## Your instructions
Return each line of the items below that contains the word "floor", copied in full. Matches are case-sensitive.

## Stored data
****************

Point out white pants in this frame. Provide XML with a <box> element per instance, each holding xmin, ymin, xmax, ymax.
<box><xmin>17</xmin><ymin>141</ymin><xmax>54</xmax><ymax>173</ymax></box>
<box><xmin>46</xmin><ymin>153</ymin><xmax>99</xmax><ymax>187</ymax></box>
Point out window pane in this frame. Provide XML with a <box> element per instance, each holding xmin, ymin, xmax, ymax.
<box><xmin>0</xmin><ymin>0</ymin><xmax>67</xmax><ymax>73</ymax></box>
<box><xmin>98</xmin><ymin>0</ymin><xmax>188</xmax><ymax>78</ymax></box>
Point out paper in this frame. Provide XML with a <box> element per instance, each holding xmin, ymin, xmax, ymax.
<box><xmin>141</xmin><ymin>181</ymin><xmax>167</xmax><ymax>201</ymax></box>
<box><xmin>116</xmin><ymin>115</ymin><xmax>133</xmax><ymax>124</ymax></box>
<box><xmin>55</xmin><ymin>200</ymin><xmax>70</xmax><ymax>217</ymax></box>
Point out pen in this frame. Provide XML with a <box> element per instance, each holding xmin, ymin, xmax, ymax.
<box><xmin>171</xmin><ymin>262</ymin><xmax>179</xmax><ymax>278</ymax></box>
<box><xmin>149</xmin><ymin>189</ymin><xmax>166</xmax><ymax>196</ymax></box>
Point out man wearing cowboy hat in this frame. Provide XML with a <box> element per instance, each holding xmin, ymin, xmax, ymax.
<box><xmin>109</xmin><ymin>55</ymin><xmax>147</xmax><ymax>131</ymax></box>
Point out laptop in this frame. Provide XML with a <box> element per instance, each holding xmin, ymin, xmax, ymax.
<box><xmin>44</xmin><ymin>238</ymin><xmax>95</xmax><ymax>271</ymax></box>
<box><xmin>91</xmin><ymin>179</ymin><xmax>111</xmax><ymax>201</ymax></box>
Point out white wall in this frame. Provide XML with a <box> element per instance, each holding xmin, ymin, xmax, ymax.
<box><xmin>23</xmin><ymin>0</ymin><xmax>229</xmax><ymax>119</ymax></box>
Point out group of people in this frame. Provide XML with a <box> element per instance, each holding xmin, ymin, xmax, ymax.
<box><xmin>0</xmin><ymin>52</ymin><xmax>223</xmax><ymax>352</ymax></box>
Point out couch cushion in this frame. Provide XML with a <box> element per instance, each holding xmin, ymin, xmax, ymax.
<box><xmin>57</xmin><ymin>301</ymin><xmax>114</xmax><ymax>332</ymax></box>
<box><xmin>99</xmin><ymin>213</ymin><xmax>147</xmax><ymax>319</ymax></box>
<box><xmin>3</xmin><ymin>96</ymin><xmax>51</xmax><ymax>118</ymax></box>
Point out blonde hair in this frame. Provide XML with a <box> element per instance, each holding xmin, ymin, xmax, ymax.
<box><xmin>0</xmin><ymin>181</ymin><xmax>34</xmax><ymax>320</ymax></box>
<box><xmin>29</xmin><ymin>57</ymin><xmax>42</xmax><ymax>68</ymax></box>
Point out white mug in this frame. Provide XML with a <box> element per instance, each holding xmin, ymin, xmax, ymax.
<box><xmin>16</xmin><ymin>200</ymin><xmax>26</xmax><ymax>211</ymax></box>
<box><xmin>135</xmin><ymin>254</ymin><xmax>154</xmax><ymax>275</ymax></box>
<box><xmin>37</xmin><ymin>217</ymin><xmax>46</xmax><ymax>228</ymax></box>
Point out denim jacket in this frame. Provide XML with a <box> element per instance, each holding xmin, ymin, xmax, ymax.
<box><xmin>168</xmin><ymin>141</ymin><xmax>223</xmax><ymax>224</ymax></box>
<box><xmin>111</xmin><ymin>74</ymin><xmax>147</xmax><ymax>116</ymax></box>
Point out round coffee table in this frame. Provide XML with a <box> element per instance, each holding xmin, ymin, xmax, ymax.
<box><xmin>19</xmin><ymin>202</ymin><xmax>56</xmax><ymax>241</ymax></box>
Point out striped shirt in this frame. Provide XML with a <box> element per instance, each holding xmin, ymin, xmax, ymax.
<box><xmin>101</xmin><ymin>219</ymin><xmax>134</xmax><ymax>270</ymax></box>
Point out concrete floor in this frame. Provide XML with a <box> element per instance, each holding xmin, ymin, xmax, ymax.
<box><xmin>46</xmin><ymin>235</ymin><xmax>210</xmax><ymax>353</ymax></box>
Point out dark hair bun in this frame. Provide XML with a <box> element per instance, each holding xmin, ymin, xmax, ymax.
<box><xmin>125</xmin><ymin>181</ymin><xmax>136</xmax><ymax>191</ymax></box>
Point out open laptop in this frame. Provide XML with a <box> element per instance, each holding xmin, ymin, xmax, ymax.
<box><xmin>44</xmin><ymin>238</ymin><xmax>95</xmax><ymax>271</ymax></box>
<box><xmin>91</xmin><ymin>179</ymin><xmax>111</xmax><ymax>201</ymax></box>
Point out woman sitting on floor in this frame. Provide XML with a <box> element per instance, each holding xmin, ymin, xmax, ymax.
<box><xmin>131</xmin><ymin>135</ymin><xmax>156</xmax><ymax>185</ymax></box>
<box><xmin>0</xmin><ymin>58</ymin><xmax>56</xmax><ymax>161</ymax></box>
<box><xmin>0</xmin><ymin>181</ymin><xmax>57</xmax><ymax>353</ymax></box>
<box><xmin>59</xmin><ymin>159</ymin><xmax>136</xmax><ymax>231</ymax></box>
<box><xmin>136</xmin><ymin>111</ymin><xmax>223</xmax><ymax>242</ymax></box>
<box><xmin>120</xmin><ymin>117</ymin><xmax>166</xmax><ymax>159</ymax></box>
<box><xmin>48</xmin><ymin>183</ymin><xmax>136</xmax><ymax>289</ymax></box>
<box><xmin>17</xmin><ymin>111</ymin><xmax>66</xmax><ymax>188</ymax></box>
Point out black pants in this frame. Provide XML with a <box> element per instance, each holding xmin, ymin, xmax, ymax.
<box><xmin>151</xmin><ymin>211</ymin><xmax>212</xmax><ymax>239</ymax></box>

****************

## Finished exercise
Point out concrete floor in this frame. Provide XML with a <box> element per instance, each holding xmin, ymin, xmax, ymax.
Point out woman sitting on floor in this frame. Provide XML with a <box> element per instance, each holding xmin, ymin, xmax, ymax.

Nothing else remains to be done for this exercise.